Records from a dataset

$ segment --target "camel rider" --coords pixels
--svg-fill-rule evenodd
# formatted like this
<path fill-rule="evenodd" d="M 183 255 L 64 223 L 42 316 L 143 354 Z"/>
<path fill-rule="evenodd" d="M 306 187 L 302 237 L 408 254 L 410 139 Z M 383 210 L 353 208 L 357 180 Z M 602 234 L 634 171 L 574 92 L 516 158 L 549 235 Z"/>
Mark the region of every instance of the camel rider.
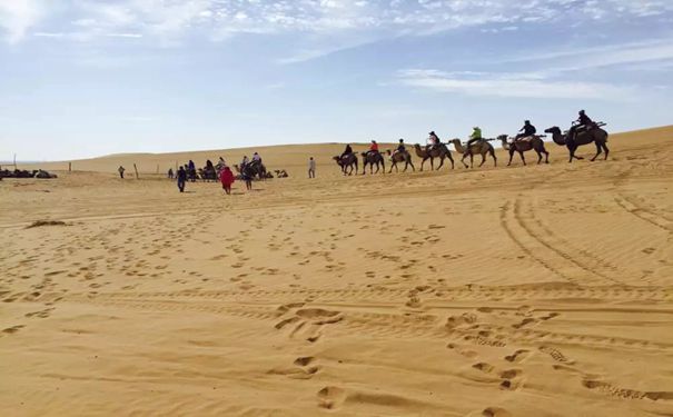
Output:
<path fill-rule="evenodd" d="M 526 120 L 524 121 L 524 127 L 521 128 L 519 133 L 516 135 L 516 137 L 514 138 L 514 141 L 517 141 L 518 139 L 523 139 L 523 138 L 527 138 L 531 136 L 534 136 L 535 133 L 537 133 L 537 129 L 535 129 L 535 126 L 531 125 L 531 120 Z"/>
<path fill-rule="evenodd" d="M 586 112 L 584 110 L 580 110 L 578 116 L 580 117 L 577 118 L 577 120 L 575 120 L 575 123 L 573 123 L 571 130 L 568 131 L 568 137 L 571 139 L 575 139 L 577 130 L 582 128 L 588 130 L 594 127 L 594 121 L 588 116 L 586 116 Z"/>
<path fill-rule="evenodd" d="M 399 145 L 397 145 L 397 149 L 395 149 L 395 152 L 393 152 L 393 155 L 399 152 L 406 152 L 406 148 L 404 147 L 404 139 L 399 139 Z"/>
<path fill-rule="evenodd" d="M 253 162 L 261 163 L 261 157 L 259 156 L 259 153 L 257 153 L 257 152 L 253 153 Z"/>
<path fill-rule="evenodd" d="M 469 135 L 469 140 L 467 141 L 467 149 L 472 146 L 472 143 L 483 140 L 482 138 L 482 129 L 478 126 L 472 128 L 472 135 Z"/>
<path fill-rule="evenodd" d="M 427 138 L 428 142 L 425 146 L 425 151 L 429 152 L 429 150 L 435 148 L 437 145 L 439 145 L 442 142 L 442 140 L 439 140 L 439 137 L 437 136 L 437 133 L 435 133 L 434 130 L 427 135 L 429 135 L 429 138 Z"/>
<path fill-rule="evenodd" d="M 378 153 L 378 143 L 376 143 L 376 140 L 372 141 L 372 145 L 369 145 L 369 150 L 367 151 L 368 155 L 376 155 Z"/>
<path fill-rule="evenodd" d="M 353 148 L 350 148 L 350 143 L 346 145 L 346 149 L 344 149 L 344 153 L 342 153 L 342 159 L 344 159 L 344 157 L 349 156 L 350 153 L 353 153 Z"/>

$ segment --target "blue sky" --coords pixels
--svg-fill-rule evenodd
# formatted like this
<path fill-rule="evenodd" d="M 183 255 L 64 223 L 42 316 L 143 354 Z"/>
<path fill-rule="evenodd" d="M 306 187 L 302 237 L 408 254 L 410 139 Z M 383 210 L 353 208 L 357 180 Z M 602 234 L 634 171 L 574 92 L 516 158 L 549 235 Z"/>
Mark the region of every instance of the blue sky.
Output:
<path fill-rule="evenodd" d="M 0 0 L 0 160 L 673 123 L 671 0 Z"/>

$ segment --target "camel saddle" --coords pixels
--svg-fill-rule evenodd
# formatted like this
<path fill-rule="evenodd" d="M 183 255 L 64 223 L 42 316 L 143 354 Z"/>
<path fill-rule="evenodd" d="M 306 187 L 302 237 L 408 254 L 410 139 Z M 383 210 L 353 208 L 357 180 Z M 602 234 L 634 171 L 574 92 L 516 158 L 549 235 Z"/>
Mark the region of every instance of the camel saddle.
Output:
<path fill-rule="evenodd" d="M 531 142 L 535 138 L 535 135 L 526 136 L 525 138 L 516 139 L 515 142 Z"/>

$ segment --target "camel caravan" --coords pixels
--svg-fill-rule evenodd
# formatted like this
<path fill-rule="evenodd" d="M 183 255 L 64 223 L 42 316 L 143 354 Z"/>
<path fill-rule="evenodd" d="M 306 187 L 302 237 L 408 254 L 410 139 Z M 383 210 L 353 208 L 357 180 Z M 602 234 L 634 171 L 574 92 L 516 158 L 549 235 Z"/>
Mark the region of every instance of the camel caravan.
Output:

• **The problem**
Pull out every line in the rows above that contains the string "blue".

• **Output for this task**
$ segment --target "blue sky" --coords pixels
Mark the region of every instance of the blue sky.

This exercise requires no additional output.